> _Task statement_: Please print every line of the material below exactly.

-=-=-

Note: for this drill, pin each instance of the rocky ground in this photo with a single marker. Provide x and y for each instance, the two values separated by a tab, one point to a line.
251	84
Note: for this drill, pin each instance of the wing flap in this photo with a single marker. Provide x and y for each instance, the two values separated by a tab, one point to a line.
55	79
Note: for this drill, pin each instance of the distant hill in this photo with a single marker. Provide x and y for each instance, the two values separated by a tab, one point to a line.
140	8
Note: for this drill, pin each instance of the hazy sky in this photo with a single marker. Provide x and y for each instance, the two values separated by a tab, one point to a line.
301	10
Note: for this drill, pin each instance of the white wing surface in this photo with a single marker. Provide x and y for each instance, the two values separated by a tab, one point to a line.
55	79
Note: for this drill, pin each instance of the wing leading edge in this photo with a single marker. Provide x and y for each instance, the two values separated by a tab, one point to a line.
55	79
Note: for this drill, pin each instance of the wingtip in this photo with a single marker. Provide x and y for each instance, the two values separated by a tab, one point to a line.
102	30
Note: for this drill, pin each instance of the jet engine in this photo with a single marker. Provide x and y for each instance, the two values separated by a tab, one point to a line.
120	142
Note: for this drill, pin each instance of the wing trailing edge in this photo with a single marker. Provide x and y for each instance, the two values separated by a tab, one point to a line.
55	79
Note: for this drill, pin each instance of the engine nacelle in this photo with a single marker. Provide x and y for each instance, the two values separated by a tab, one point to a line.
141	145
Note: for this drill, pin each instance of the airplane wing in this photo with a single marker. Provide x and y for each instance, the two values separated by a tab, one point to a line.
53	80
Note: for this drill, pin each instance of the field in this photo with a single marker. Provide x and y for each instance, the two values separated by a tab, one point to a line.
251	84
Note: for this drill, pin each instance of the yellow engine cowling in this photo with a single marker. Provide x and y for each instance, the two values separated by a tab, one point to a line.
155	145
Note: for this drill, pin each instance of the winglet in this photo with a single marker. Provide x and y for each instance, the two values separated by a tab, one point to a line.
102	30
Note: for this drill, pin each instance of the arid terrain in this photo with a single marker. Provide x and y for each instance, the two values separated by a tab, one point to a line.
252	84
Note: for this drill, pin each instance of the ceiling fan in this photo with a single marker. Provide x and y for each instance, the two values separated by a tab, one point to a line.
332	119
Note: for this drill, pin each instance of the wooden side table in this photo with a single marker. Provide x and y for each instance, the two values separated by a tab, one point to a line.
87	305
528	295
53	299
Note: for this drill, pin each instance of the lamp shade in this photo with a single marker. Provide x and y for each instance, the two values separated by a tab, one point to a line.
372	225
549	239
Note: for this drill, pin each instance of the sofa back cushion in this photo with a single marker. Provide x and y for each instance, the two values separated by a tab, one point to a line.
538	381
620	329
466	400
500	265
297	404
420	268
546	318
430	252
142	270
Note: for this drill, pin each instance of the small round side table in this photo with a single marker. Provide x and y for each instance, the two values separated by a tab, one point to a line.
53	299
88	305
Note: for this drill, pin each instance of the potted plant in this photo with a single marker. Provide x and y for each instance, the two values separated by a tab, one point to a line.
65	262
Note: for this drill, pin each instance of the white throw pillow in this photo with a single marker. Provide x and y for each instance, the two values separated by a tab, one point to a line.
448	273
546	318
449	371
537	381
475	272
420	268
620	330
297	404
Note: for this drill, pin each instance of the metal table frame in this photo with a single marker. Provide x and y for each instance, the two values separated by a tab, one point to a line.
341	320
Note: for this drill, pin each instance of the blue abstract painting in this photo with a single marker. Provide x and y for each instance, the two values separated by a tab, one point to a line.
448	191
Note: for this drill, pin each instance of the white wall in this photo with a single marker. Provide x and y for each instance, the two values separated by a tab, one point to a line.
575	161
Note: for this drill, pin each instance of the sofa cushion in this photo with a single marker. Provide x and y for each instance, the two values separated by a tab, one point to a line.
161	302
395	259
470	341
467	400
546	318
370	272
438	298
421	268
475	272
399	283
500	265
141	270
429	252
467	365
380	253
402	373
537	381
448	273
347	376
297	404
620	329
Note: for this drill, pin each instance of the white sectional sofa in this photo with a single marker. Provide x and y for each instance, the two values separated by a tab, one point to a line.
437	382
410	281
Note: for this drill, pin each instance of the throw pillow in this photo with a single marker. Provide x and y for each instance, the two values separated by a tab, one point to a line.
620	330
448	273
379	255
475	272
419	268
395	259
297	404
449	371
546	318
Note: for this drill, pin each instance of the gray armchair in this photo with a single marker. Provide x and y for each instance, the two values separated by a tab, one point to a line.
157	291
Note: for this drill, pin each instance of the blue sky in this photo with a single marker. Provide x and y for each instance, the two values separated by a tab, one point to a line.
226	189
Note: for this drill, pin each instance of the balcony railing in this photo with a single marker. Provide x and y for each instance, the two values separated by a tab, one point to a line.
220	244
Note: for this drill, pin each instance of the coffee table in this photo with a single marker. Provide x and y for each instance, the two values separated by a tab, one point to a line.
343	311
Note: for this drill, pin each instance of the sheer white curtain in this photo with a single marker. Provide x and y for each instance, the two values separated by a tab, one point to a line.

-=-=-

> _Solution to the problem_:
Note: for this drill, pin each instance of the rocky ground in this photo with a single marker. Provide x and y for each instance, the two values separated by a tab, one point to a line.
251	84
Note: for this drill, pin each instance of the wing flap in this photo with a single marker. Provide x and y for each instance, the two values separated by a tab, one point to a line.
55	79
Note: for this drill, pin each instance of the distant hill in this photo with a single marker. Provide x and y for each instance, the two values separated by a tab, one point to a line.
140	8
Note: for this drill, pin each instance of the hazy sky in this photo with a single marker. Provide x and y for each instance, the two values separated by a tab, one point to a line.
301	10
Note: for this drill, pin each instance of the white wing surface in this photo with a single marker. Provide x and y for each instance, the two values separated by a tab, one point to a line.
55	79
Note: for this drill, pin each instance of the wing leading edge in this photo with a single marker. Provide x and y for each instance, the two values separated by a tab, one point to a line.
55	79
Note: for this drill, pin each instance of the wingtip in this photo with a single marker. Provide x and y for each instance, the two values separated by a tab, one point to a line.
102	30
Note: for this drill, pin each instance of the jet engine in this photo with a single marker. Provide x and y for each instance, the two values separated by a tab, one point to a line.
120	142
Note: for this drill, pin each instance of the wing trailing edge in this photo with a single marker. Provide x and y for each instance, the two values separated by a tab, one point to a line.
55	79
Note: for this drill, pin each instance of the engine nacelle in this photo with a single marker. Provide x and y for each instance, the two values separated by a tab, one point to a line.
141	145
Note: for this drill, pin each instance of the airplane wing in this photo with a single marker. Provide x and y for each instance, the two values separated by a tab, one point to a line.
53	80
Note: for this drill, pin each instance of the field in this photo with a single marker. Provide x and y for each instance, the two values separated by a tab, one point to a line.
251	84
Note: for this drill, pin each instance of the yellow engine cowling in this photo with a single marker. Provide x and y for each instance, the two values separated by a tab, one point to a line.
155	145
Note: for this drill, pin each instance of the winglet in this photo with a single marker. Provide x and y for each instance, the two values separated by a tab, one point to a line.
102	30
Note: for this drill, pin each instance of the arid terrain in this photo with a single marker. Provide x and y for each instance, the two values separated by a tab, one point to a line.
252	84
Note: for this drill, pin each instance of the ceiling fan in this photo with a single marker. Provide x and y for each instance, the two values separated by a tab, one point to a line.
332	119
Note: for this drill, pin each instance of the wooden side table in this photo with a single marker. Provide x and y for each instance, the two values separated by a tab, one point to a line.
87	305
528	295
53	299
Note: for this drill, pin each instance of the lamp shade in this photo with a single marker. Provide x and y for each instance, the two values separated by a tab, one point to a line.
372	225
549	239
Note: for this drill, pin each instance of the sofa back cushion in this photo with a single marker. Provide x and y for each instance, the two values separated by a tab, one point to a line.
538	381
620	329
466	400
500	265
297	404
420	268
546	318
430	252
142	270
Note: for this drill, pin each instance of the small round side table in this photo with a single marker. Provide x and y for each instance, the two values separated by a tab, one point to a line.
53	299
88	305
Note: for this drill, pin each instance of the potted plant in this photo with a single marker. Provide x and y for each instance, the two values separated by a tab, one point to a line.
65	262
Note: for this drill, pin each instance of the white throw pillow in this photo with a single marker. Provide x and y for each instance, the two values separated by a tab, one point to a line.
448	273
546	318
449	371
537	381
475	272
420	268
620	330
297	404
Note: for this drill, pin each instance of the metal table frame in this photo with a single marker. Provide x and y for each instance, the two values separated by a tab, one point to a line.
341	320
Note: for this drill, pin each instance of the blue abstract painting in this photo with a single marker. Provide x and y for each instance, the two values separated by a tab, one point to a line.
448	191
Note: for this drill, pin each instance of the white wall in this photo with a single marker. Provide x and y for each instance, the two values separated by a tab, one point to a line.
575	161
Note: for this drill, pin each instance of the sofa cushion in this photo with a single marker. Provide x and y for each instance, the two values separated by a tab, one point to a line.
161	302
395	259
470	341
467	400
546	318
370	272
438	298
421	268
475	272
399	283
500	265
141	270
429	252
467	365
380	253
402	373
537	381
448	273
347	376
297	404
620	329
Note: for this drill, pin each instance of the white sectional sofa in this photo with a single marker. Provide x and y for each instance, the two values separated by a tab, one point to a line.
437	382
410	281
Note: for this drill, pin each instance of the throw pillow in this photo with a single marker. Provide x and y for each instance, the two values separated by a tab, one point to a line.
620	330
448	273
379	255
475	272
419	268
395	259
297	404
449	371
546	318
Note: for this drill, pin each instance of the gray armchair in this photo with a single marker. Provide x and y for each instance, the two values separated by a tab, one point to a line.
157	291
Note: for this drill, pin each instance of the blue sky in this photo with a single marker. Provide x and y for each instance, the two values separated by a tab, one point to a line.
226	189
Note: for this drill, pin each instance of the balcony railing in this photo with a single marker. Provide x and y for each instance, the two values separated by a tab, one point to a line.
220	244
Note: for this drill, pin each instance of the coffee table in this photo with a single marker. Provide x and y for each instance, the two values separated by a tab, one point to a line.
343	311
Note: for this drill, pin each instance of the sheer white curtain in this photo with a single marker. Provide x and y for each instance, the two values separated by a tab, one point to a line.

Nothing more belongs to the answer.